● Quellenauszug:
Sehen Sie noch Möglichkeiten, das nun bekannt gewordene Konzept nochmals im Sinne der Projektpartner zu verändern?
Daran arbeiten wir. Ich kann mir nicht vorstellen, dass der Vorstand der DB AG Kenntnis von diesen Aussagen des Geschäftsbereichs Fernverkehr hat. Wir setzen uns dafür ein, dass die Überlegungen gestoppt werden. Im Übrigen ist das eine ausgesprochen frühzeitige Diskussion. In der Regel wird zwei Jahre vor Inbetriebnahme einer neuer Infrastruktur der Fahrplan festgelegt – in Abstimmung mit allen Projektpartnern und vor allem mit der jeweiligen Landesregierung. Denn zunächst muss klar sein, was das Land als Nahverkehr bestellt, um dann den Fernverkehr daran auszurichten. Die Aufregung zum jetzigen Zeitpunkt ist verdammt ärgerlich. Wenn man für 800 Millionen Euro einen Fernbahnhof am Flughafen baut, dann ist es relativ unlogisch, dort so gut wie keine Fernzüge halten zu lassen.
Stuttgart 21 ist zuletzt wieder wegen der explodierenden Kosten und dem aus dem Ruder laufenden Zeitplan in die Negativschlagzeilen geraten. Andererseits haben Sie bei den Tagen der offenen Baustelle 40.000 Besucher gezählt. Wie passt das für Sie zueinander?
Man sieht, dass die Leute das Projekt so hochwertig einschätzen, dass Mehrkosten und längere Bauzeit nicht dazu führen, dass die Zustimmung und die Faszination nachlassen würden. Wer das komplexe Vorhaben aus der Nähe betrachtet, wie es unsere Besucher gemacht haben, erkennt, was da Hochwertiges entsteht. Diese Zustimmung hängt aber auch davon ab, dass jetzt nicht ständig neue Negativmeldungen produziert werden. Das heißt auch, dass das Konzept am Flughafen korrigiert werden muss.

● Datenblock:
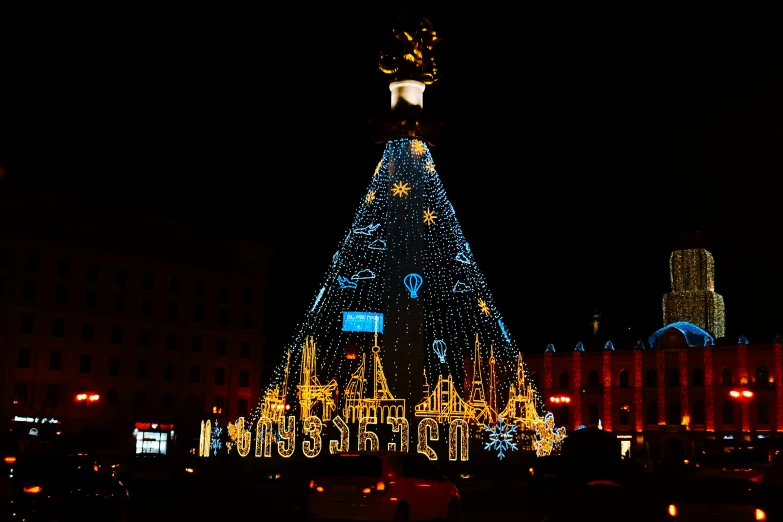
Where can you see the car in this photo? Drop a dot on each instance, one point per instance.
(381, 485)
(65, 487)
(714, 496)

● Aufgabenstellung: Gib aus dem Interview zu Stuttgart 21 den Abschnitt von „Stuttgart 21 ist zuletzt“ bis „korrigiert werden muss.“ wortgetreu aus.

● Lösung:
Stuttgart 21 ist zuletzt wieder wegen der explodierenden Kosten und dem aus dem Ruder laufenden Zeitplan in die Negativschlagzeilen geraten. Andererseits haben Sie bei den Tagen der offenen Baustelle 40.000 Besucher gezählt. Wie passt das für Sie zueinander?
Man sieht, dass die Leute das Projekt so hochwertig einschätzen, dass Mehrkosten und längere Bauzeit nicht dazu führen, dass die Zustimmung und die Faszination nachlassen würden. Wer das komplexe Vorhaben aus der Nähe betrachtet, wie es unsere Besucher gemacht haben, erkennt, was da Hochwertiges entsteht. Diese Zustimmung hängt aber auch davon ab, dass jetzt nicht ständig neue Negativmeldungen produziert werden. Das heißt auch, dass das Konzept am Flughafen korrigiert werden muss.